E’ per tutto questo che oggi l’entrata da Irpin verso Bucha è diventata una lastra di ghiaccio affilata che si conficca nello stomaco man mano che ci si avvicina. Per il martirio sono stati scelti gli abitanti del villaggio e non la parte alta, quella con i palazzoni a dieci piani comunque sventrati dai proiettili dei carri armati. Una scelta non casuale, visto che per i soldati nelle casette basse e povere era più facile controllare le persone e scongiurare le imboscate. E poi in giro è facile colpire chi prova a uscire. Per molti, andare a prendere l’acqua è stato un rischio troppo alto: se un soldato ti vedeva, dopo un attimo eri cibo per le volpi e ti ritrovavi a terra senza un volto.
───
▶ _PROBLEMI ED ESERCIZI_:
1. Nel brano su Bucha, perché i soldati hanno scelto gli abitanti del villaggio e non la parte alta?
2. Riprendi il brano su Bucha dopo l'ultima frase riportata e portalo avanti.

▶ _CONTENUTO DEL DATASET_:
───
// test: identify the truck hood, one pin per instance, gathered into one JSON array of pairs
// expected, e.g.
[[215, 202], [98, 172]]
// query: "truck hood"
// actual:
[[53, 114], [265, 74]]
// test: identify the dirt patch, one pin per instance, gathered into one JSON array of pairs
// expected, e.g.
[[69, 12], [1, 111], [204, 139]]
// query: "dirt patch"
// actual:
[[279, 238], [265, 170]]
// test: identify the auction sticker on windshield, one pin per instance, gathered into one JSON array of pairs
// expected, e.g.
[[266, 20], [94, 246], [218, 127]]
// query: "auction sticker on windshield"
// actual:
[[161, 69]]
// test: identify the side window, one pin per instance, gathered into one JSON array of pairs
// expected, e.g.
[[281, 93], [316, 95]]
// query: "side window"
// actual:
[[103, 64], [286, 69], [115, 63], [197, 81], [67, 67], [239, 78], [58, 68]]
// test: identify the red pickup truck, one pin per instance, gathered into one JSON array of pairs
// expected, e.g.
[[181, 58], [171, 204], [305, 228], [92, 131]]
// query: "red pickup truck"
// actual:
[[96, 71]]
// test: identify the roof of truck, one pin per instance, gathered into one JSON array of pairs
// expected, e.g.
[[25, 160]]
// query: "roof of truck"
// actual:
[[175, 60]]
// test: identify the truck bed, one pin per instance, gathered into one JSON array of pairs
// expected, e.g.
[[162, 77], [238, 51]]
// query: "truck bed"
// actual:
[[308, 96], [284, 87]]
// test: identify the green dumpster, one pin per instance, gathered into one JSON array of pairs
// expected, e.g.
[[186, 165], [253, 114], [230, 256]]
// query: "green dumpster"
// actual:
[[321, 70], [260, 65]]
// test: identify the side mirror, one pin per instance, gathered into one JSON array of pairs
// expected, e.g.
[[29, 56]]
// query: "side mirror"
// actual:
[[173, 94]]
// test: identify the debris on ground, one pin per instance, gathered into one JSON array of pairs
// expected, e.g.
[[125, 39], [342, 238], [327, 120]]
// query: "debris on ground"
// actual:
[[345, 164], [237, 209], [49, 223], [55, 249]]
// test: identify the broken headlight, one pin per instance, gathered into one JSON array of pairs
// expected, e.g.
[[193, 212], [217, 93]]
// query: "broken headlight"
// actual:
───
▶ _RISPOSTE NUMERATE_:
1. Perché nelle casette basse e povere era più facile controllare le persone e scongiurare le imboscate.

2.
«E’ dal 10 marzo che arrivano decine di corpi. Finora ne ho contati 68, molti non sono identificabili», dice Andryi, prete della chiesa ortodossa di Sant’Andrea. Le fosse comuni alle spalle della cappella ora sono solo una parvenza decente e un modo per nascondere l’inspiegabile. Anche a se stessi. Lidia, anziana lavoratrice nel vicino laboratorio di ceramiche, piange la morte di due ragazzini: «Li hanno uccisi soltanto perché sedevano vicino al rifugio». Alla vista di chiunque venga da fuori, invitano ad entrare e pregare nel giardino, dove molti hanno scavato la fossa per il parente ucciso, preso una vanga e messo una croce. Tamara ha seppellito il fratello, ma non è morto col piombo dei miliziani, aveva il cancro e non ha potuto più uscire per andare a prendere le medicine. Andreij ha sistemato la bara in giardino ancora vuota e sta aspettando che qualcuno lo aiuti a mettere il cadavere della zia dentro, che giace ancora sul divano. Parlando con chi ha vissuto tutto questo, nei racconti c’è una parola che torna sempre, pronunciata con voce sottile: «neliudi», dicono, «disumano».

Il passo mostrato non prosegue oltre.